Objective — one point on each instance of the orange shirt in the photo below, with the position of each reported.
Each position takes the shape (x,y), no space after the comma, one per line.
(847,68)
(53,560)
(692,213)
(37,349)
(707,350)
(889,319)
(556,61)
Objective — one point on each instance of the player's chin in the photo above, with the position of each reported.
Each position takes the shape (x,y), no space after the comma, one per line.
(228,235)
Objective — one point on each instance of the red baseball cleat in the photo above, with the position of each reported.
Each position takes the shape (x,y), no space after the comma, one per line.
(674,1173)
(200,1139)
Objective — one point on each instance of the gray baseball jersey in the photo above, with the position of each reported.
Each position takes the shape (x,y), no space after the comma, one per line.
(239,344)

**Problem to solve**
Please restate the data word for word, every record included.

**Output**
Objective — one point on each instance of the orange shirt in the photo below, with the position of each reported.
Each position takes the shape (x,y), no space after the comma, one per line.
(847,68)
(53,560)
(692,213)
(37,349)
(707,350)
(889,319)
(556,61)
Objective — one point on each instance of the player's chin in the photo above, with the position of each reported.
Each position takes the shape (x,y), no space after the comma, one per line.
(228,235)
Objective — one point on each instance of the red baseball cleat in the photo above, with the position of each reported.
Each position takes the shape (x,y), no space after the comma, one per line.
(674,1173)
(200,1139)
Objective — one point on each instance of the gray baseball jersey in the photo above, with the position of each reported.
Each position takes the shape (x,y), no space after the comma, one per line.
(239,344)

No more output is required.